Sonngard Marcks, Zitronenteller, 2012
Anlässlich der Präsentation eines Buches, das sich Frauen und Gärten im 18. Jahrhundert widmet [1], hieß es kürzlich: Gärten sind weiblich. Und um wie viel mehr trifft das auf die engstens damit verbundenen Blumen zu, die im gängigen Verständnis nahezu ausschließlich mit lieblicher Weiblichkeit in Verbindung gebracht werden. Man denke nur an die Blumesprache des empfindsamen Zeitalters im 18. Jahrhundert. Und so erfüllt Sonngard Marcks mit ihren Arbeiten zunächst einmal beliebte Klischees: Eine Keramikerin, die ihre Gefäße am liebsten mit Blumen und anderen Pflanzen dekoriert.
In üppiger Fülle entstehen Sonngard Marcks’ Teller, Platten und Gefäße, die bemalt sind mit Schnee- und Maiglöckchen, Stiefmütterchen, Mohn, Tulpen, Kirschblüten, Lilien, Schachbrettblumen, Zinnien, aber auch mit diversen Gemüsesorten: Paprika, Artischocken, Bohnen Fenchel, Pilze, Blumenkohl, Zucchiniblüten und Knoblauch, dann noch das Obst: Pfirsiche, Himbeeren, Kirschen, Zitronen – die Aufzählung ließe sich noch lange fortsetzen. Auf wohl jedem Gefäß finden sich aber auch Insekten aller Art: Käfer und Schmetterlinge unterschiedlicher Größen, Farben und Formen, selten auch Vögel.

> Daten:
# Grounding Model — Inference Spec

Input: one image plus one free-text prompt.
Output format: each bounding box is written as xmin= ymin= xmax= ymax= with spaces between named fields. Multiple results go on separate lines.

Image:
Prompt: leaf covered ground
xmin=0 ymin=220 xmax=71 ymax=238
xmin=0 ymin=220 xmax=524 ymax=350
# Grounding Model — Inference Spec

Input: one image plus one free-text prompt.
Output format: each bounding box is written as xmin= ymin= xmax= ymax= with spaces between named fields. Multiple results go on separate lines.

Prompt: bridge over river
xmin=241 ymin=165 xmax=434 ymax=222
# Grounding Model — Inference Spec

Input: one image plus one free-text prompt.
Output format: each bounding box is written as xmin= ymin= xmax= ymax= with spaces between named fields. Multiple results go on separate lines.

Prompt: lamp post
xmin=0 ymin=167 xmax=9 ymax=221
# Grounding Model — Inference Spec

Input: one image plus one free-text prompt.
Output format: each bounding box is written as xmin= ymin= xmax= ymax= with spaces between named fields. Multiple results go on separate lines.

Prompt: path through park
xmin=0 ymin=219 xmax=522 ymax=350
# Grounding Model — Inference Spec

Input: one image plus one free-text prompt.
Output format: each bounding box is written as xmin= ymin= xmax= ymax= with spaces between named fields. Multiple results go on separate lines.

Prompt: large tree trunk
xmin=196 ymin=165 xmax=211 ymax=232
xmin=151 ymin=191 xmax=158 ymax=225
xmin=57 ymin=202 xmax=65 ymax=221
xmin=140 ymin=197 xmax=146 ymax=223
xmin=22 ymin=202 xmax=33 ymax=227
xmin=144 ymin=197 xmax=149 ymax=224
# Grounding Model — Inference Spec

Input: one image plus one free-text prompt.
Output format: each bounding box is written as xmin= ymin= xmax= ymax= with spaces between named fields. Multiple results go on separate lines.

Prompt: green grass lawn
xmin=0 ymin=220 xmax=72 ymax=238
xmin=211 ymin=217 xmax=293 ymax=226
...
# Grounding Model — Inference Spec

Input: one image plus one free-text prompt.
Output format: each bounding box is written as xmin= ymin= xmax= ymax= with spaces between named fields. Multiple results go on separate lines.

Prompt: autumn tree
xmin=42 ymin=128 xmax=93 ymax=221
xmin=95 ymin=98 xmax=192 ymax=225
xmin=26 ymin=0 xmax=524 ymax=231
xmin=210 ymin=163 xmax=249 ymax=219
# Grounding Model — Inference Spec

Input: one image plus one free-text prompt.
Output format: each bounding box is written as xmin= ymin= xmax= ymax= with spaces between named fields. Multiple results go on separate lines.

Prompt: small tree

> Aufgabenstellung 1: Geben Sie aus dem Text über Sonngard Marcks’ Keramik den Abschnitt wortgetreu wieder, beginnend bei „Sonngard Marcks, Zitronenteller, 2012“ und endend bei „anderen Pflanzen dekoriert.“.
> Aufgabenstellung 2: Führen Sie den Text über Sonngard Marcks’ Keramik im Anschluss an seinen letzten Satz weiter.
Die Zeilen stehen für sich und gehören nicht zum Text über Sonngard Marcks’ Keramik.

> Antwort 1:
Sonngard Marcks, Zitronenteller, 2012
Anlässlich der Präsentation eines Buches, das sich Frauen und Gärten im 18. Jahrhundert widmet [1], hieß es kürzlich: Gärten sind weiblich. Und um wie viel mehr trifft das auf die engstens damit verbundenen Blumen zu, die im gängigen Verständnis nahezu ausschließlich mit lieblicher Weiblichkeit in Verbindung gebracht werden. Man denke nur an die Blumesprache des empfindsamen Zeitalters im 18. Jahrhundert. Und so erfüllt Sonngard Marcks mit ihren Arbeiten zunächst einmal beliebte Klischees: Eine Keramikerin, die ihre Gefäße am liebsten mit Blumen und anderen Pflanzen dekoriert.

> Antwort 2:
All diese Pflanzen und Insekten sind auf das feinste in einer sehr detaillierten, graphischen Manier auf die Gefäße gezeichnet. Vielen der Blüten, Zweige und Früchte ist dabei eine gewisse „Schielische Knorzeligkeit“ eigen, die ein Gefühl von Glätte nicht aufkommen lässt. Die Unzahl von Details zwingt zum genauen Hinsehen und so entdeckt man immer wieder besonders schöne Partien wie Überschneidungen oder graphische Strukturen. Es ist einfach herrlich, wie die langen grünen Bohnen an- und abschwellen, sich die Fäden der Zucchinipflanzen und Wicken um andere Stengel winden oder die Kirschstiele aus dem kleinen hölzernen Stielansatz sprießen.
Oft sind die Hintergründe partiell fein gemustert, manchmal setzen klare geometrische Formen markante Akzente gegen zu viel Kleinteiligkeit. Der stellenweise weiß belassene Hintergrund erfüllt eine ähnlich beruhigende Funktion. Auch sorgen häufig kräftige, monochrome, schwarze Flächen für eine wohltuende Strenge und erhöhen die Spannung der Gefäße. Vereinzelt bildet ein aufwendig gemusterter, locker drapierter Stoff den Hintergrund, von dem sich die Pflanzen nur noch schwer abheben. Die Stoffmuster und darauf liegenden Objekte verbinden sich miteinander, ziehen den Blick – wie in einem Vexierspiel – magisch an und können jederzeit in die andere Bildebene kippen.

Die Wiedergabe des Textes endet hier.